### EXERCISE GOAL
With the pictures excluded, repeat every entry exactly.
--- START ---
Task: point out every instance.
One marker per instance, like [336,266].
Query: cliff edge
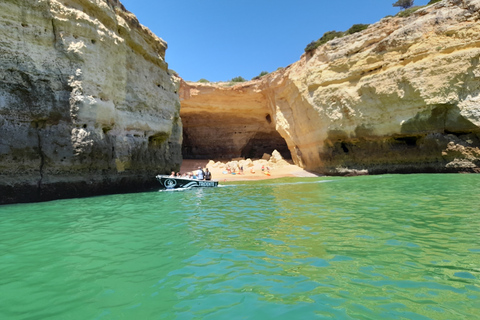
[401,96]
[87,105]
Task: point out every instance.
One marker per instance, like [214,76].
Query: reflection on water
[376,247]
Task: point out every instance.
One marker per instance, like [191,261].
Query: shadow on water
[368,247]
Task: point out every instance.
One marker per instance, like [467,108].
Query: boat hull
[168,182]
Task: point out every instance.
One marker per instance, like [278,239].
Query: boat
[169,182]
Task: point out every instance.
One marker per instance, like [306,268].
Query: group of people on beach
[199,174]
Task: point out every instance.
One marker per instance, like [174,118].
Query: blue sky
[220,39]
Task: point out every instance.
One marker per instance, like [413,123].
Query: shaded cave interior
[197,146]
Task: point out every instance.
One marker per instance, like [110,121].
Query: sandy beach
[218,168]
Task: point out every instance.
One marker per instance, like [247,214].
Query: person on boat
[208,174]
[200,173]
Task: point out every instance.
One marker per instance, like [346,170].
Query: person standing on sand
[208,174]
[200,173]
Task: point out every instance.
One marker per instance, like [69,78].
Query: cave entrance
[265,142]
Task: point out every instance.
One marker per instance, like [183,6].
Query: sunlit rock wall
[401,96]
[87,105]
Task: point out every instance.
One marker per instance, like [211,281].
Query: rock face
[87,105]
[227,122]
[401,96]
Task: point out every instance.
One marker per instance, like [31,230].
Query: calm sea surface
[372,247]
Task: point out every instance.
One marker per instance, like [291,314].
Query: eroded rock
[388,99]
[87,105]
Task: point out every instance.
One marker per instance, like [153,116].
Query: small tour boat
[169,182]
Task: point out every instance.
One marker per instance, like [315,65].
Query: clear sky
[220,39]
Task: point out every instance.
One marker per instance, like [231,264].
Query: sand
[276,171]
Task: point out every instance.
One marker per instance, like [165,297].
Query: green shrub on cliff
[407,12]
[404,4]
[330,35]
[357,28]
[238,79]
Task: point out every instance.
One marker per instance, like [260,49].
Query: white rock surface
[87,104]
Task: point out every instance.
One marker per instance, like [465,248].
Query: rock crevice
[83,88]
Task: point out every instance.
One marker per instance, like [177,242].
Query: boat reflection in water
[169,182]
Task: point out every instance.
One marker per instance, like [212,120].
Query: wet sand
[276,171]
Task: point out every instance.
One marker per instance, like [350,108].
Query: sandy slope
[289,170]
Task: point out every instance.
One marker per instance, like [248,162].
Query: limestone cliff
[87,105]
[400,96]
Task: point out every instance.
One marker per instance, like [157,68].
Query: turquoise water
[373,247]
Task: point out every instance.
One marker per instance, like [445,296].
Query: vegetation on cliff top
[330,35]
[407,5]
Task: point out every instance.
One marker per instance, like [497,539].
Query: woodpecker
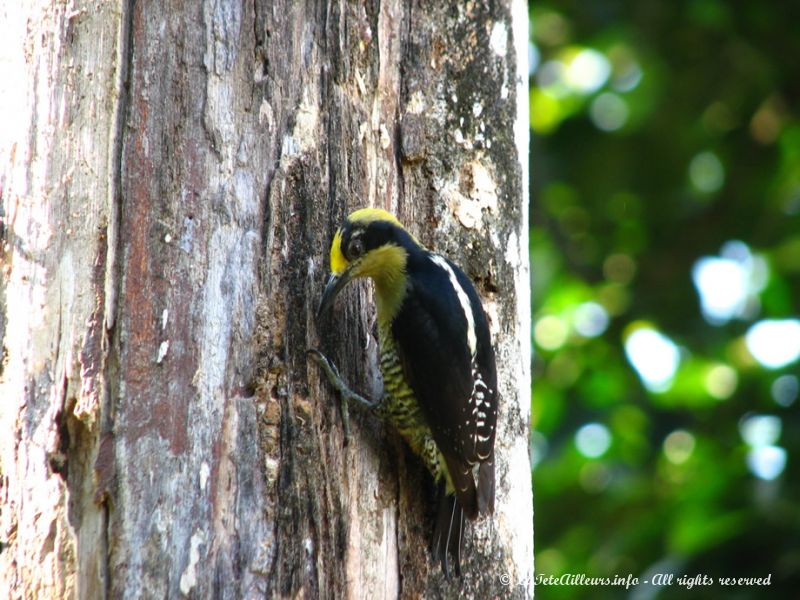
[437,362]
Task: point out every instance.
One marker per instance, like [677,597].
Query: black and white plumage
[437,361]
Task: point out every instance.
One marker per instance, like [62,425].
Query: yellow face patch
[368,215]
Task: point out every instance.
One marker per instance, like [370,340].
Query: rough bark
[171,180]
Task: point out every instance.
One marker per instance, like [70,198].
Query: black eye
[355,249]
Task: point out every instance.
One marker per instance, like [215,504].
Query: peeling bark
[171,181]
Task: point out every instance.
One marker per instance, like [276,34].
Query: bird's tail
[448,537]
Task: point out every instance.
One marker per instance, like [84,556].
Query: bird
[436,359]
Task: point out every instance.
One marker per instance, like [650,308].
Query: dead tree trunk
[172,174]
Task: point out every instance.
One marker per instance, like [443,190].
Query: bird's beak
[335,284]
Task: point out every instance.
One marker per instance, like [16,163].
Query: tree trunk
[172,176]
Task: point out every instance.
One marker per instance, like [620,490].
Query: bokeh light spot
[654,356]
[593,440]
[774,343]
[721,382]
[550,332]
[590,319]
[767,462]
[678,446]
[587,71]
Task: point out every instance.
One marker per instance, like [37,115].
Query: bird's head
[370,243]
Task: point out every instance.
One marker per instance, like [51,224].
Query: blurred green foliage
[662,131]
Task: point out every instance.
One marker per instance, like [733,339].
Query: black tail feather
[448,537]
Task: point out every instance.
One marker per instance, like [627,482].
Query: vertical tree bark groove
[171,182]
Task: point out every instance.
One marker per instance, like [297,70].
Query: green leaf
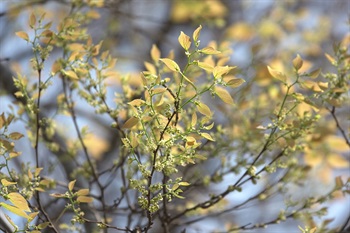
[172,65]
[15,210]
[277,75]
[71,185]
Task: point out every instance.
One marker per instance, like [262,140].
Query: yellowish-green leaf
[5,182]
[219,71]
[234,82]
[276,74]
[172,65]
[205,66]
[196,33]
[85,199]
[210,51]
[338,182]
[315,73]
[297,62]
[137,102]
[207,136]
[19,201]
[184,41]
[15,210]
[224,95]
[71,185]
[23,35]
[70,74]
[32,20]
[204,109]
[330,58]
[194,119]
[37,171]
[155,53]
[130,123]
[183,183]
[16,135]
[83,192]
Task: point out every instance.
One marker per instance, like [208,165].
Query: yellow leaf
[315,73]
[234,82]
[184,41]
[209,50]
[85,199]
[37,171]
[70,73]
[172,65]
[207,136]
[204,109]
[23,35]
[277,75]
[219,71]
[205,66]
[71,185]
[137,102]
[224,95]
[330,58]
[155,53]
[56,66]
[19,201]
[15,210]
[5,182]
[297,62]
[130,123]
[83,192]
[196,33]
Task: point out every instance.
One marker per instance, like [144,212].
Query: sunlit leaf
[19,201]
[172,65]
[155,53]
[85,199]
[207,136]
[315,73]
[184,41]
[15,210]
[330,58]
[16,135]
[224,95]
[23,35]
[205,66]
[297,62]
[71,185]
[131,123]
[276,74]
[196,33]
[209,51]
[204,109]
[5,182]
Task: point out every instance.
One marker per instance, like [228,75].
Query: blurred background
[259,32]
--- END ---
### YOUR RESPONSE
Task: point out every instance.
One marker per instance, like [336,266].
Query: cliff edge
[401,96]
[87,105]
Task: point out every instance.
One marker per instance, like [214,76].
Query: reflection on water
[376,247]
Task: point out every instance.
One marker per instance, like [191,261].
Query: shadow on water
[368,247]
Task: point out every instance.
One marker per instance, like [467,108].
Query: boat hull
[168,182]
Task: point out every instance.
One marker per instance, like [278,239].
Query: boat
[169,182]
Task: point out every instance.
One marker per instance, like [306,268].
Query: group of people on beach
[199,174]
Task: point out every instance.
One marker per instance, like [174,118].
Query: blue sky
[220,39]
Task: point out every instance.
One marker per instance, like [413,123].
Query: shaded cave interior
[197,146]
Task: point out every instance.
One marker per instance, like [110,121].
Query: sandy beach
[218,168]
Task: point out every instance.
One marker per instance, like [247,214].
Query: person on boat
[208,174]
[200,173]
Task: point out every instance.
One marker per instance, like [346,170].
Query: person standing on sand
[208,174]
[200,173]
Task: point out every instance.
One marker per instance, like [69,78].
Query: cave entrance
[265,142]
Task: point out every instance.
One marker per instance, like [183,6].
Query: sunlit rock wall
[401,96]
[87,105]
Task: point out every instance.
One marker per instance, like [211,281].
Query: rock face
[87,105]
[227,122]
[401,96]
Task: point out every instance.
One marker per instance, like [31,230].
Query: calm sea surface
[372,247]
Task: point out every instance.
One marker per instance, like [291,314].
Query: eroded rock
[388,99]
[87,105]
Task: point out every instance.
One marker per instance, like [153,116].
Query: small tour boat
[169,182]
Task: point out every instance.
One marker per instance, like [315,65].
Query: clear sky
[220,39]
Task: point out every instance.
One marker per instance, like [231,264].
Query: sand
[276,171]
Task: point out every instance.
One marker per instance, like [165,297].
Query: green shrub on cliff
[407,12]
[404,4]
[330,35]
[357,28]
[238,79]
Task: point out every instance.
One marker per instance, like [260,49].
Query: white rock surface
[87,104]
Task: point out every instance.
One marker per instance, like [465,248].
Query: rock crevice
[83,88]
Task: point out every instance.
One marker per instance, like [177,242].
Query: boat reflection in water
[169,182]
Task: point out every instance.
One marker per instance, like [212,120].
Query: wet sand
[276,171]
Task: point out every instance.
One marker per instance, like [350,108].
Query: sandy slope
[289,170]
Task: point out every instance.
One marker per instance, like [248,162].
Query: limestone cliff
[87,105]
[400,96]
Task: point out every instance.
One marker per instance, like [157,68].
Query: turquoise water
[373,247]
Task: point out every instance.
One marker per instance, like [445,296].
Query: vegetation on cliff top
[330,35]
[407,5]
Task: point out every instance.
One marker per instance, like [497,539].
Query: woodpecker
[437,362]
Task: point out every instance.
One marker per instance, like [677,597].
Query: black and white plumage
[437,361]
Task: point out every instance.
One marker per instance, like [62,425].
Query: yellow face patch
[368,215]
Task: point out every instance.
One marker per instance, like [370,340].
Query: rough bark
[171,180]
Task: point out every instance.
One marker per instance, like [70,198].
Query: black eye
[355,249]
Task: point out every instance.
One marker per instance, like [215,504].
Query: peeling bark
[171,181]
Task: point out every instance.
One marker per instance, like [276,34].
Query: bird's tail
[448,537]
Task: point out every instance.
One marker per instance, like [84,556].
Query: bird
[436,359]
Task: point out every instance.
One marker per instance, like [650,308].
Query: dead tree trunk
[172,174]
Task: point out every instance.
One marker per instance, like [443,190].
Query: bird's beak
[335,284]
Task: point out every instance.
One marker per instance, like [16,163].
Query: tree trunk
[172,176]
Task: point out every instance.
One marker per instance, like [620,490].
Query: bokeh light spot
[654,356]
[593,440]
[774,343]
[721,382]
[550,332]
[590,319]
[767,462]
[678,446]
[587,71]
Task: point out every instance.
One marker per instance, like [37,115].
Query: bird's head
[370,243]
Task: point out every instance.
One marker per instance, like [51,224].
Query: blurred green foliage
[662,131]
Task: point out every instance.
One marker per instance, like [733,339].
Query: black tail feather
[448,537]
Task: point out every instance.
One marker per instance, like [627,482].
Query: vertical tree bark groove
[171,182]
Task: point out every instance.
One marker per instance, like [297,70].
Query: green leaf
[172,65]
[15,210]
[277,75]
[71,185]
Task: point out every instance.
One marker per instance, like [262,140].
Query: yellowish-green leaf
[5,182]
[219,71]
[234,82]
[276,74]
[172,65]
[205,66]
[196,33]
[85,199]
[210,51]
[338,182]
[315,73]
[297,62]
[137,102]
[207,136]
[19,201]
[184,41]
[15,210]
[224,95]
[71,185]
[23,35]
[70,74]
[32,20]
[204,109]
[330,58]
[194,119]
[37,171]
[155,53]
[130,123]
[183,183]
[16,135]
[83,192]
Task: point out every instance.
One marker per instance, like [208,165].
Query: yellow leaf
[315,73]
[234,82]
[184,41]
[209,50]
[85,199]
[37,171]
[70,73]
[172,65]
[207,136]
[204,109]
[23,35]
[277,75]
[219,71]
[205,66]
[71,185]
[137,102]
[224,95]
[330,58]
[155,53]
[56,66]
[19,201]
[15,210]
[5,182]
[297,62]
[130,123]
[83,192]
[196,33]
Task: point out every instance.
One marker per instance, like [144,212].
Query: sunlit leaf
[19,201]
[172,65]
[155,53]
[85,199]
[207,136]
[315,73]
[184,41]
[15,210]
[330,58]
[16,135]
[224,95]
[23,35]
[205,66]
[297,62]
[71,185]
[131,123]
[276,74]
[196,33]
[209,51]
[204,109]
[5,182]
Task: point out every instance.
One marker per instance, like [228,75].
Query: blurred background
[259,32]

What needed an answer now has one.